Records provided:
************

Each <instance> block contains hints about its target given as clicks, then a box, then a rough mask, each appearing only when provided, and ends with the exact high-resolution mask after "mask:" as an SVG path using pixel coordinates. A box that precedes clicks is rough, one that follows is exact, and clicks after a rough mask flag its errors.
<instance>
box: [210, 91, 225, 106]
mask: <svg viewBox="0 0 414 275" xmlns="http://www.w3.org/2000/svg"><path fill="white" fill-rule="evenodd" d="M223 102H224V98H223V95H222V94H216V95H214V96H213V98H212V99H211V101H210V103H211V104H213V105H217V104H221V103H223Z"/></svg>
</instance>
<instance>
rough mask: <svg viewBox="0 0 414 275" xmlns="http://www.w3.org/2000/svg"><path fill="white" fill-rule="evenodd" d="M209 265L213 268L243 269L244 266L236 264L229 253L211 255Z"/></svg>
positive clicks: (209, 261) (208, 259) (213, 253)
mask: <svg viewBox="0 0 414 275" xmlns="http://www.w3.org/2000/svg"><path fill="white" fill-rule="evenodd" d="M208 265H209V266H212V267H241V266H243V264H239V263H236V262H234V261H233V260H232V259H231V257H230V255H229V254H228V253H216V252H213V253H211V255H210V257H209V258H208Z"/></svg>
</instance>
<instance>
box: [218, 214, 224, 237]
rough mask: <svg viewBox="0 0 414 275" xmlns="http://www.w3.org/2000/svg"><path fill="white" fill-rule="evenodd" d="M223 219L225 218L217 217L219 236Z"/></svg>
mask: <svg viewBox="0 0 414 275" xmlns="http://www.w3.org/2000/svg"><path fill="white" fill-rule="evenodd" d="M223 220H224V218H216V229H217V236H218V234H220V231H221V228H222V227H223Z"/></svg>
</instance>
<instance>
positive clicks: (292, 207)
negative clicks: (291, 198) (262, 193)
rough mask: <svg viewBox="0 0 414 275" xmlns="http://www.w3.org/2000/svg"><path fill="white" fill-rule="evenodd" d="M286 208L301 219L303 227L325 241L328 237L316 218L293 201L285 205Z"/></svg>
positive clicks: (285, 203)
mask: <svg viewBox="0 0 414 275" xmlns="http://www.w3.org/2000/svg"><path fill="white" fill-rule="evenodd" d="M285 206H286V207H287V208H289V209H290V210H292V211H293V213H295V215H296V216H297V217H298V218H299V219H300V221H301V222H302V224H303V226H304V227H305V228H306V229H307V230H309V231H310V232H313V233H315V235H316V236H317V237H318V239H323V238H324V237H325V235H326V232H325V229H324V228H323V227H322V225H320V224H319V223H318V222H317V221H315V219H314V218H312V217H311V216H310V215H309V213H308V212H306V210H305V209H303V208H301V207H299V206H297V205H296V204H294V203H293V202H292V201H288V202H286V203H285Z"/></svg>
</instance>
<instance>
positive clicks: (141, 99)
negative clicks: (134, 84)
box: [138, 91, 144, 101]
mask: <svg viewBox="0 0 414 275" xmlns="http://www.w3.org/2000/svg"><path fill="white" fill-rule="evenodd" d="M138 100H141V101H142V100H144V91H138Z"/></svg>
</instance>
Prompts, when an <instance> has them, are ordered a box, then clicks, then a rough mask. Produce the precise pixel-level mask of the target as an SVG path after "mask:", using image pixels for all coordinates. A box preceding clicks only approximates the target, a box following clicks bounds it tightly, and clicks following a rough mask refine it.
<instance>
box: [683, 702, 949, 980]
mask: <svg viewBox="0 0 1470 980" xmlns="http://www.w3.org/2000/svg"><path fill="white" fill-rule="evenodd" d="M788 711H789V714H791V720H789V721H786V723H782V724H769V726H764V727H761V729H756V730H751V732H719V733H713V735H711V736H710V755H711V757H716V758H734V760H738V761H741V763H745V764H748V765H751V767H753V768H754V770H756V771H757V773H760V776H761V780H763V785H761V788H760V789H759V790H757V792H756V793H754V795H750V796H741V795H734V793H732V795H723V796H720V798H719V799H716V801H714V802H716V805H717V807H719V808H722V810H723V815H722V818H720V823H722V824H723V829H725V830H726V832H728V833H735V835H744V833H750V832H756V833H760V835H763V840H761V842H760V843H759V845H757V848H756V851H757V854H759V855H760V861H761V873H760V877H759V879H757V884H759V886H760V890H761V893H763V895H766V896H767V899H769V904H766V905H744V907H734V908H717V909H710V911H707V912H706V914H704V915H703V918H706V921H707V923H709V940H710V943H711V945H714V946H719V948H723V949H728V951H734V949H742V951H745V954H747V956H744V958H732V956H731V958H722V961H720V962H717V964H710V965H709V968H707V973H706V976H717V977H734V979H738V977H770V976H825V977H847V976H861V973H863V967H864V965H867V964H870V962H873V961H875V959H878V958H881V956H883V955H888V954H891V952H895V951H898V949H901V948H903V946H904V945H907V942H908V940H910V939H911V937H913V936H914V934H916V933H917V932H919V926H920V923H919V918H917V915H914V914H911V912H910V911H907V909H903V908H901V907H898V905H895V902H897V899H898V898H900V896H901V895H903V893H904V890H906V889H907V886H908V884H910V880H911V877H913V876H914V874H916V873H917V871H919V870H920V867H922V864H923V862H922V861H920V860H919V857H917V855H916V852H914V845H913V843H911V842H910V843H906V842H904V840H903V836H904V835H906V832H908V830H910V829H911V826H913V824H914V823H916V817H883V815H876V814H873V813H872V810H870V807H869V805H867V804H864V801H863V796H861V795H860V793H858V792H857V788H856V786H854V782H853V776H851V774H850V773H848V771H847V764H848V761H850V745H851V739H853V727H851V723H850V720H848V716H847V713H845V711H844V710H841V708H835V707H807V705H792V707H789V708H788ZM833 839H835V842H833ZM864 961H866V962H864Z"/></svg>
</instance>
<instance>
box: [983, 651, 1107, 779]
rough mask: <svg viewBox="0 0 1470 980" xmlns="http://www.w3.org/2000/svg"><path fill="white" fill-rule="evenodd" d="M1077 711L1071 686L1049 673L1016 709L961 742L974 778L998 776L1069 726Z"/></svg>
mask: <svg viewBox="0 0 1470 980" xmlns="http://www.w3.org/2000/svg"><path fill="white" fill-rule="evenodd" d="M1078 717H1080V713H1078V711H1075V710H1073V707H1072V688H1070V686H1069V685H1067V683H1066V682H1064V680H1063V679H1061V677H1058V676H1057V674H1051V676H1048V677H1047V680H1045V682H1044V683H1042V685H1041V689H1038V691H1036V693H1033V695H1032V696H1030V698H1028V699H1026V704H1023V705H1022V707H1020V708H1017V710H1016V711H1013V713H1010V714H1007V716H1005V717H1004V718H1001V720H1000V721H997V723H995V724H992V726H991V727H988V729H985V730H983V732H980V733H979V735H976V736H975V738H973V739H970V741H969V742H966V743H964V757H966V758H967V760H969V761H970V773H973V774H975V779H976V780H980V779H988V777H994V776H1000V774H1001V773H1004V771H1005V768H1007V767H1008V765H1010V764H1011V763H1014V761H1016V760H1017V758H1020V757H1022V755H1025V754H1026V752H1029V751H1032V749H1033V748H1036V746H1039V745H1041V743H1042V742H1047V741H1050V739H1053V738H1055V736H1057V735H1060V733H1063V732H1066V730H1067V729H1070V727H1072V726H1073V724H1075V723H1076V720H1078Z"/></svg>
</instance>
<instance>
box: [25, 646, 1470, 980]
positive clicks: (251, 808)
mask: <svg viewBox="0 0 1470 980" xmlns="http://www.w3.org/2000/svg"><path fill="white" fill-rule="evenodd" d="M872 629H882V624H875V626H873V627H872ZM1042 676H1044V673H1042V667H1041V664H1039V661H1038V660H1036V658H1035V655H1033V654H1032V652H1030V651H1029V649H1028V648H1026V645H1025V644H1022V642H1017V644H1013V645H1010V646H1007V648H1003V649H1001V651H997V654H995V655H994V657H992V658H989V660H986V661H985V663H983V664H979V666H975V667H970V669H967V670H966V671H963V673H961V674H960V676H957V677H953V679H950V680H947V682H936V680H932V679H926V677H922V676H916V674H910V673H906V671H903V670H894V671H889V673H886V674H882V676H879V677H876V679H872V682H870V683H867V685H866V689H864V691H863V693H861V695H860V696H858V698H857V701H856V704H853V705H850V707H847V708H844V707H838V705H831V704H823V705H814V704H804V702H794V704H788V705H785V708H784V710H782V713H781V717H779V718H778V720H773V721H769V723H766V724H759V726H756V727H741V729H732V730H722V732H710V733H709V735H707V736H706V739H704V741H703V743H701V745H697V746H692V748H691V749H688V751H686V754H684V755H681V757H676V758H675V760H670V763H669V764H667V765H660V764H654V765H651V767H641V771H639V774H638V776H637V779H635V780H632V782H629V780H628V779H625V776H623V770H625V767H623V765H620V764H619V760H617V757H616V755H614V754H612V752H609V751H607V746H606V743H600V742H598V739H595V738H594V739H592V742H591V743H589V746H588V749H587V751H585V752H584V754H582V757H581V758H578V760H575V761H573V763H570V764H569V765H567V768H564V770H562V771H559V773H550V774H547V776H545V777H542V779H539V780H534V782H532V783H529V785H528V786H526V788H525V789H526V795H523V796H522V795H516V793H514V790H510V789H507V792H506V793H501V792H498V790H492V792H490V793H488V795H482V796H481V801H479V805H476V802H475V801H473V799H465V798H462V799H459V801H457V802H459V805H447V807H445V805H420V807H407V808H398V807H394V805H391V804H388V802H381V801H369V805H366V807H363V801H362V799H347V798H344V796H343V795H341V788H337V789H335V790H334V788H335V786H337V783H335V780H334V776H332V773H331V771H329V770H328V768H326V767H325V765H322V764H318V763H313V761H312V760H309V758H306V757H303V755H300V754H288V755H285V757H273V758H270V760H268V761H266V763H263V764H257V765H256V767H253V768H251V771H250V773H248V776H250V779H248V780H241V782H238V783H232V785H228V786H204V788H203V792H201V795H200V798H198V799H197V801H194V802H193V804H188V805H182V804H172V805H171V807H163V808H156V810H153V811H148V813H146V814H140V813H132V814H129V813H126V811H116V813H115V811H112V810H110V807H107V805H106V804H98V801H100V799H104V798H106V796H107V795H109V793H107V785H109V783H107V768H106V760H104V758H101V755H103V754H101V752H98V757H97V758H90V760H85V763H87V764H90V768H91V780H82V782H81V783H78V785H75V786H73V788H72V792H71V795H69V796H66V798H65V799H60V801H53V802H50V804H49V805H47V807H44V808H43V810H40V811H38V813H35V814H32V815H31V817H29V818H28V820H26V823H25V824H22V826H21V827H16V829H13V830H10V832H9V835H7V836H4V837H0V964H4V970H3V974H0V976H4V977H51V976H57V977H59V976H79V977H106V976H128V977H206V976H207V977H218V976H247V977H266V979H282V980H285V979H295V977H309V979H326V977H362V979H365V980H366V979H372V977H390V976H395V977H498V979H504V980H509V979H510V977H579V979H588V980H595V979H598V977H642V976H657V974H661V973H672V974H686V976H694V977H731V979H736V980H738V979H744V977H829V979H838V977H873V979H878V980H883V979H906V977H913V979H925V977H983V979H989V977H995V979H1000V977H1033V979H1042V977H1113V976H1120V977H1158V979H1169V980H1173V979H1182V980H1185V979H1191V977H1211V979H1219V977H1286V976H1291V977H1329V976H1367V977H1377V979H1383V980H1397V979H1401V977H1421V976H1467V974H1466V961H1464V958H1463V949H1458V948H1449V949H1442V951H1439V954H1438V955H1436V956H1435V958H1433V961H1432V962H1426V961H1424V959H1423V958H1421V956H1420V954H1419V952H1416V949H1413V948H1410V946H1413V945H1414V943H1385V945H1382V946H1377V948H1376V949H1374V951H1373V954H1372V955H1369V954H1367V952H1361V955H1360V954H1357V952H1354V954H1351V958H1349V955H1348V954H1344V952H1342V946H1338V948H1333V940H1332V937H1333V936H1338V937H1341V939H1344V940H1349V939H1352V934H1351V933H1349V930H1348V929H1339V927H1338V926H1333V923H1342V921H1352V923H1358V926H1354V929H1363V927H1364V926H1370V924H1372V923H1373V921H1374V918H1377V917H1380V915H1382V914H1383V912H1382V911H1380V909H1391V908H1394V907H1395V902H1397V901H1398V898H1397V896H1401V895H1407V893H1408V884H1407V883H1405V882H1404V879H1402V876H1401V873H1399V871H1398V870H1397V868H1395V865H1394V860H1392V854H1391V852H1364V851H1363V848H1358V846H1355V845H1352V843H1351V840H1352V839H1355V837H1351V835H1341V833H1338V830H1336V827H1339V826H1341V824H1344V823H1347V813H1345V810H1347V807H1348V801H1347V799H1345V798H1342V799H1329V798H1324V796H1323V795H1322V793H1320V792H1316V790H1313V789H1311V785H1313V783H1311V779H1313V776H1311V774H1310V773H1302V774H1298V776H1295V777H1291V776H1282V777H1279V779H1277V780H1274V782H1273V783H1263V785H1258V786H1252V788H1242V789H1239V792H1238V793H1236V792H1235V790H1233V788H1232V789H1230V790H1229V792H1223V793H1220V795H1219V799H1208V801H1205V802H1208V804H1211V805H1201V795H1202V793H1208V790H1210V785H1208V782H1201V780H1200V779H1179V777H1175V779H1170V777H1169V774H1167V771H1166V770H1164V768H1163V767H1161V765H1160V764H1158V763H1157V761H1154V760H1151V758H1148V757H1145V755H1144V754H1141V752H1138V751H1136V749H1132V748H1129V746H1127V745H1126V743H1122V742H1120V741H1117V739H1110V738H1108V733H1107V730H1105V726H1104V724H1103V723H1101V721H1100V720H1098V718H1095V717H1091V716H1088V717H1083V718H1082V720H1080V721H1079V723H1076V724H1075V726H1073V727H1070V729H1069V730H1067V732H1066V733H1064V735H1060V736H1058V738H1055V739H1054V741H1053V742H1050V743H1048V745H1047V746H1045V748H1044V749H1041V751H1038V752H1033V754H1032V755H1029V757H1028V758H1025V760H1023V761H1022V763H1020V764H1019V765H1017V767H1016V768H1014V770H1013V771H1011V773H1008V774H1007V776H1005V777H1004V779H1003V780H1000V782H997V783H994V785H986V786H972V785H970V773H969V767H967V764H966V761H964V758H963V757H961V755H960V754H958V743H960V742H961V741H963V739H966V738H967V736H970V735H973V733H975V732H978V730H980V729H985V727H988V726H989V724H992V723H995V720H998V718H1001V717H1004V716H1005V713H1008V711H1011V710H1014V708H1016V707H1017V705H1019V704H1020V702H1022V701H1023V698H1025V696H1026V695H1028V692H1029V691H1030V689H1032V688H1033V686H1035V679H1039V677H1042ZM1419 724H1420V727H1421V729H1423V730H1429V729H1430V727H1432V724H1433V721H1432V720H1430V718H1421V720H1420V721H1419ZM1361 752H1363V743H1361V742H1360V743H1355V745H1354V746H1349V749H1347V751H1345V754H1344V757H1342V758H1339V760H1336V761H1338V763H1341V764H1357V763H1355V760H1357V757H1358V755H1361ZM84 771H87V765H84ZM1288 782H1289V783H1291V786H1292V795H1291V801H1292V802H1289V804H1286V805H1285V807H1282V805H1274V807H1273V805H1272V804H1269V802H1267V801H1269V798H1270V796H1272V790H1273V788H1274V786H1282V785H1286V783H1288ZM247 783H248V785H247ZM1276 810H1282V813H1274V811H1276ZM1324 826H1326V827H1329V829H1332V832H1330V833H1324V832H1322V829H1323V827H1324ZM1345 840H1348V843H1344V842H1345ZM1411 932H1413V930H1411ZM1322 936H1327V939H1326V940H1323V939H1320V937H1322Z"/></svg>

************

State how many lines in the rows above contain the string "positive", with case counting. Give only the number.

5